### DOCUMENT:
'''

Figure 11.9 illustrates the behavior of the Gibbs sampler in that setting, with a simulated dataset of $ 100$ points from the $ 0.7 \mathcal{N}(0,1) +0.3 \mathcal{N}(2.7,1)$ distribution. The representation of the MCMC sample after $ 5000$ iterations is quite in agreement with the posterior surface, represented via a grid on the $ (\mu_1,\mu_2)$ space and some contours. The sequence of consecutive steps represented on the left graph also shows that the mixing behavior is satisfactory, since the jumps are in scale with the modal region of the posterior.

This experiment gives a wrong sense of safety, though, because it does not point out the fairly large dependence of the Gibbs sampler to the initial conditions, already signaled in [11] under the name of trapping states. Indeed, the conditioning of $ (\mu_1,\mu_2)$ on $ \boldsymbol{z}$ implies that the new simulations of the means will remain very close to the previous values, especially if there are many observations, and thus that the new allocations $ \boldsymbol{z}$ will not differ much from the previous allocations. In other words, to see a significant modification of the allocations (and thus of the means) would require a very very large number of iterations. Figure 11.10 illustrates this phenomenon for the same sample as in Fig. 11.9, for a wider scale: there always exists a second mode in the posterior distribution, which is much lower than the first mode located around $ (0,2.7)$. Nonetheless, a Gibbs sampler initialized close to the second and lower mode will not be able to leave the vicinity of this (irrelevant) mode, even after a large number of iterations. The reason is as given above: to jump to the other mode, a majority of $ z_j$'s would need to change simultaneously and the probability of such a jump is too close to 0 to let the event occur.11.9

Figure 11.9: Gibbs sample of $ 5000$ points for the mixture posterior (left) and path of the last $ 100$ consecutive steps (right) against the posterior surface (Source: [37])

'''

### GIVEN TASK:
In the passage on the Gibbs sampler, why can a sampler started near the second, lower mode not move to the other mode?

### SUPPLIED INFORMATION:
'''

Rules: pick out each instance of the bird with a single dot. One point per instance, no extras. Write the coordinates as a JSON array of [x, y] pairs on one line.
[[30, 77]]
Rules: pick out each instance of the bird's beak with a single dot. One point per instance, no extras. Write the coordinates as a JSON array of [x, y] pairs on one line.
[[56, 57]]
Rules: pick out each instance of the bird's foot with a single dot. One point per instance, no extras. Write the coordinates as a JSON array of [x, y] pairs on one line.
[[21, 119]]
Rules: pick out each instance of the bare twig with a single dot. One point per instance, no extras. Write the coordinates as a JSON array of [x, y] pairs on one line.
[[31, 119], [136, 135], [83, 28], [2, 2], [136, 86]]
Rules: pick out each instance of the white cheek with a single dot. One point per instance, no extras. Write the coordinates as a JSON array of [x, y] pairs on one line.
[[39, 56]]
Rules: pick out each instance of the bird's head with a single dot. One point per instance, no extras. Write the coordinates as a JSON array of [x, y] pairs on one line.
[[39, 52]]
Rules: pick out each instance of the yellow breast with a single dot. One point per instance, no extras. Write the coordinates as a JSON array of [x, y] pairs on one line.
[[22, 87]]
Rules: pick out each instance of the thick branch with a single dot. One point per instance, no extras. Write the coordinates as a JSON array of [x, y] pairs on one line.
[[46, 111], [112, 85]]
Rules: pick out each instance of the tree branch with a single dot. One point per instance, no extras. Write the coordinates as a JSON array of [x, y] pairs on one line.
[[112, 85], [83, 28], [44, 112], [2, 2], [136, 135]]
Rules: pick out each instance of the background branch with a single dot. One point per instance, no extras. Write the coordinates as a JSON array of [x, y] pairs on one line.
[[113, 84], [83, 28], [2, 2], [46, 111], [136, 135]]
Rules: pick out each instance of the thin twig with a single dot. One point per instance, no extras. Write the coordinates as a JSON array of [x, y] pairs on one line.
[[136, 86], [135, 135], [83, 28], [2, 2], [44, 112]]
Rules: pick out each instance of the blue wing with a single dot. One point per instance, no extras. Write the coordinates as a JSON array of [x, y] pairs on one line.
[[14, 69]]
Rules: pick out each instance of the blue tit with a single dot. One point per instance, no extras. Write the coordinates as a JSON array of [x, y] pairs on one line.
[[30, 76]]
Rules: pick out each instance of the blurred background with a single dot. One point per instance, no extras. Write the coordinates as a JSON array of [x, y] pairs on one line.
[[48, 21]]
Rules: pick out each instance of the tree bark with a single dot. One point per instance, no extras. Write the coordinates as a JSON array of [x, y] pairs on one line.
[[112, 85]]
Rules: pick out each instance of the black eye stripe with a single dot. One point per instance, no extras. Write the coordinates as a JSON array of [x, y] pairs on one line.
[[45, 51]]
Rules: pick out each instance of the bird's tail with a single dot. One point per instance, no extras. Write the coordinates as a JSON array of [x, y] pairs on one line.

'''

### TASK RESPONSE:
To jump to the other mode, a majority of the $z_j$'s would need to change simultaneously, and the probability of such a jump is too close to 0 for the event to occur.